### Dataset excerpt
— Start —

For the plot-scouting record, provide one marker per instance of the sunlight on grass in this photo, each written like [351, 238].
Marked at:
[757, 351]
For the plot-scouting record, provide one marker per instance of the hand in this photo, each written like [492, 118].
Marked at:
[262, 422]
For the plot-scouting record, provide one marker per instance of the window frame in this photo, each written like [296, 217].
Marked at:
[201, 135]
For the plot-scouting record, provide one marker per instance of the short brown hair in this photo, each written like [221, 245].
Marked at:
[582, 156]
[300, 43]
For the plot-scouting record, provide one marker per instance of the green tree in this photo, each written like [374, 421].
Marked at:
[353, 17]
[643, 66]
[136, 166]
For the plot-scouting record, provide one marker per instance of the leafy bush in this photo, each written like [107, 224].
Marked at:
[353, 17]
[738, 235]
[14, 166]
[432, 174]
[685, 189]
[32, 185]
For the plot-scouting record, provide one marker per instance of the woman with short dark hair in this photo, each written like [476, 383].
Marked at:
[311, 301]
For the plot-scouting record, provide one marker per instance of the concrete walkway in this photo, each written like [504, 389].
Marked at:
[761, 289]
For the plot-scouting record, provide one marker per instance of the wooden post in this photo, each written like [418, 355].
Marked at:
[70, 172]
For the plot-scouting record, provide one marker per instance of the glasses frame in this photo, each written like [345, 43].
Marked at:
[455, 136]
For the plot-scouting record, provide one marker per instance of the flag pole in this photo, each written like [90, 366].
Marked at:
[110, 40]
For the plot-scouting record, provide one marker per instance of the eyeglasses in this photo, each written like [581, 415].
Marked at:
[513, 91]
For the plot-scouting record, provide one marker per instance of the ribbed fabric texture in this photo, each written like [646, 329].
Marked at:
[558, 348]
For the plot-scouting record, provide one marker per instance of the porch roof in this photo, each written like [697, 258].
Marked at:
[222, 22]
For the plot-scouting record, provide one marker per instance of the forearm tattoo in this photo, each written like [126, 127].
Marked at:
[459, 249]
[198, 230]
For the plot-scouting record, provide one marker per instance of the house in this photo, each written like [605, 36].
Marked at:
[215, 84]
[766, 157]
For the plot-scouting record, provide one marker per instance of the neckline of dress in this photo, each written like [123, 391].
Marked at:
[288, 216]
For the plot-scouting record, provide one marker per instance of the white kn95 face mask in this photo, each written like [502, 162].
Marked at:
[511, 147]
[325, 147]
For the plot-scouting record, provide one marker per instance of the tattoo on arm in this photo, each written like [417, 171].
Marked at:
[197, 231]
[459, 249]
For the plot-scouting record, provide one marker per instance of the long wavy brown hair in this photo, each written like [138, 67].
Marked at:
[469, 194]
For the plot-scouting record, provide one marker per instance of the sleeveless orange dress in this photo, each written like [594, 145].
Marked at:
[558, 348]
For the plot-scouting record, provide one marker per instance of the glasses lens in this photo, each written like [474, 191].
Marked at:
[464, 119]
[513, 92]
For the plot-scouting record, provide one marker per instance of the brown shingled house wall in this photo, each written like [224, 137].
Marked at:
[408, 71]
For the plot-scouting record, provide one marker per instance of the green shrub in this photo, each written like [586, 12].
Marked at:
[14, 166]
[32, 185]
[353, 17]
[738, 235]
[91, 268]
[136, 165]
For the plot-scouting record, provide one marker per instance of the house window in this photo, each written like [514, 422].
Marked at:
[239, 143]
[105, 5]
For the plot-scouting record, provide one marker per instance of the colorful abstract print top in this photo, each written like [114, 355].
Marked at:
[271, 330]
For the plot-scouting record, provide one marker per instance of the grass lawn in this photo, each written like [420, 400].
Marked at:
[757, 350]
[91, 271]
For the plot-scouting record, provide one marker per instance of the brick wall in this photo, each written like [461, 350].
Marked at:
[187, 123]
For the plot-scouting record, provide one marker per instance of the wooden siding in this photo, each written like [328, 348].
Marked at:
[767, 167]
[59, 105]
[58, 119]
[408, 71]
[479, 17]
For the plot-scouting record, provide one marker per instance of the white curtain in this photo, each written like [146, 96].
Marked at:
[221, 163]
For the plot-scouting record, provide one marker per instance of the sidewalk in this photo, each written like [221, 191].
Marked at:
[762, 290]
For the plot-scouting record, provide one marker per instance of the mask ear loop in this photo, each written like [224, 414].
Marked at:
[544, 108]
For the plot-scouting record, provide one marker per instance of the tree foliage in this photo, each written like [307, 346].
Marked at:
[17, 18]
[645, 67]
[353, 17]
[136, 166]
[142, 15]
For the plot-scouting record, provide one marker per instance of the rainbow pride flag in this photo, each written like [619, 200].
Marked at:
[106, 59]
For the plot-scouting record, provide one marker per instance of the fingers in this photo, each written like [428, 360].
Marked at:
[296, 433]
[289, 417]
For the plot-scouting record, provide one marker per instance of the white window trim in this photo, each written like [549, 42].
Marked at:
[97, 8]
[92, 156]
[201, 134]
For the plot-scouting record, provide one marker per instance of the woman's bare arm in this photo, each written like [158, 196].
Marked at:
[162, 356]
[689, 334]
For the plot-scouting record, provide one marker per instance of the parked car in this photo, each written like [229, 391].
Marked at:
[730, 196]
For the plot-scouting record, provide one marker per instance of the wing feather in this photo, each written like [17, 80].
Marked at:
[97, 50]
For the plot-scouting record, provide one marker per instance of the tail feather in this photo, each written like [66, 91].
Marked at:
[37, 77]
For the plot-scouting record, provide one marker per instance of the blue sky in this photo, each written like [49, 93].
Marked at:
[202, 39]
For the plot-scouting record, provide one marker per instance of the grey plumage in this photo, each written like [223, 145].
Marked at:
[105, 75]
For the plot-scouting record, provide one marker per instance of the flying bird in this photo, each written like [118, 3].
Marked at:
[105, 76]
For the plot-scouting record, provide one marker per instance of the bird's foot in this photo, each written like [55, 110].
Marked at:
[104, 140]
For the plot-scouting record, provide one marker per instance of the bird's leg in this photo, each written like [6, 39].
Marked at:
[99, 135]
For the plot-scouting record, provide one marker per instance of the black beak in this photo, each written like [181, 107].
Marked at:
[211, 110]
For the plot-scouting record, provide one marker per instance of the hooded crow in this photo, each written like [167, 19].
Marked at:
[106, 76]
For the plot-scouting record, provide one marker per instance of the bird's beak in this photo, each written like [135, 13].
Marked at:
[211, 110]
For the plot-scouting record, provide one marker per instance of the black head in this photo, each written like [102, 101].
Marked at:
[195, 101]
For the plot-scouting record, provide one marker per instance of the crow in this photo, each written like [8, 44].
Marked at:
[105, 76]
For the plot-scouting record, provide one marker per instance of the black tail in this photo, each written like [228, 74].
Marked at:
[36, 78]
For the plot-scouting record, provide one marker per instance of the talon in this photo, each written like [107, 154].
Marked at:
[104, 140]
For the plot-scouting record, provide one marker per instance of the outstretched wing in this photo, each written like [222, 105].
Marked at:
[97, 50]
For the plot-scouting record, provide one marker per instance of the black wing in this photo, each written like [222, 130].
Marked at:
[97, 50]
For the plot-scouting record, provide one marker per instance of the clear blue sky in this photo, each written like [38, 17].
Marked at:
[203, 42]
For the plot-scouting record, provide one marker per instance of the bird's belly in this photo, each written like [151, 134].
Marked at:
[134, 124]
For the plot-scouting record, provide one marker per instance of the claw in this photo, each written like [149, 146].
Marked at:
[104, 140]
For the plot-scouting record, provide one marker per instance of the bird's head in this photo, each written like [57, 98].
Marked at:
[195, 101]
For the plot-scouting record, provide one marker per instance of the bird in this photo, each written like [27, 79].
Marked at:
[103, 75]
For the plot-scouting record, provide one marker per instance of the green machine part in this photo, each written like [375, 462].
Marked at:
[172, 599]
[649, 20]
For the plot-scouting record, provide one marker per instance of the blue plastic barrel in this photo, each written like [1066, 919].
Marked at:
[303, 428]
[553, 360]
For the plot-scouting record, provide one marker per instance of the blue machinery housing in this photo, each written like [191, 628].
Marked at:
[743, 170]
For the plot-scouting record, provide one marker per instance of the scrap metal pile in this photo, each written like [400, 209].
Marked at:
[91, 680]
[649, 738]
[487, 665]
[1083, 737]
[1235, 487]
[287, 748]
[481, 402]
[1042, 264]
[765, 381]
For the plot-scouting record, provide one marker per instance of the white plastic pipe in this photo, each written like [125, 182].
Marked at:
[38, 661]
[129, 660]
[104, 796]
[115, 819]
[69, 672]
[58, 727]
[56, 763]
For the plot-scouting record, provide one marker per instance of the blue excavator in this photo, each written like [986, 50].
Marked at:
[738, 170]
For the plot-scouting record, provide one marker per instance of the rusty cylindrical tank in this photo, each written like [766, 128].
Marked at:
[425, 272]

— End —

Only the lines from the one with "like [222, 105]." through the end of the material are wanted; copy them exactly, both ends included.

### Solution
For the plot-scouting record, provide one marker per instance of the outstretched wing in this photo, each written like [222, 105].
Marked at:
[97, 50]
For the plot-scouting record, provide one marker per instance of the black wing in this photo, each written like [222, 130].
Marked at:
[97, 50]
For the plot-scouting record, provide one marker per instance of the clear blue sky in this photo, each written like [38, 17].
Marked at:
[203, 42]
For the plot-scouting record, provide one marker per instance of the bird's belly in this photo, each written like [151, 134].
Marked at:
[134, 124]
For the plot-scouting record, provide one marker per instance of the claw in this photo, each written like [149, 146].
Marked at:
[104, 140]
For the plot-scouting record, provide one marker per instance of the bird's head in this photo, each written like [57, 98].
Marked at:
[195, 101]
For the plot-scouting record, provide one marker per instance of the bird in this photo, each written like [27, 79].
Marked at:
[103, 75]
For the plot-scouting record, provide one marker per instance of the green machine part in this photo, each written like [375, 462].
Marked at:
[172, 599]
[649, 20]
For the plot-scouting record, provide one marker per instance of the blue plastic barrel in this photo, each written like [1066, 919].
Marked at:
[303, 428]
[553, 360]
For the plot-scouting record, provide one marker per instance of the blue machinery housing in this photo, each written like [191, 628].
Marked at:
[743, 170]
For the plot-scouting record, provide one marker per instance of the scrap metal pile in this photo, each written like [400, 209].
Marked at:
[91, 680]
[649, 738]
[487, 665]
[1083, 737]
[1235, 487]
[287, 748]
[481, 402]
[1042, 264]
[765, 381]
For the plot-scouting record, provide one marker per instance of the white plastic pipe in this photo, each written like [125, 182].
Marked at:
[38, 661]
[129, 660]
[104, 796]
[115, 819]
[69, 672]
[58, 727]
[56, 763]
For the plot-scouting record, provide one marker per instance of the blue excavator in this photo, each written like [986, 50].
Marked at:
[738, 170]
For the plot-scouting record, provide one marker per instance of the rusty cylindrical tank in this photo, each written like [766, 128].
Marked at:
[425, 272]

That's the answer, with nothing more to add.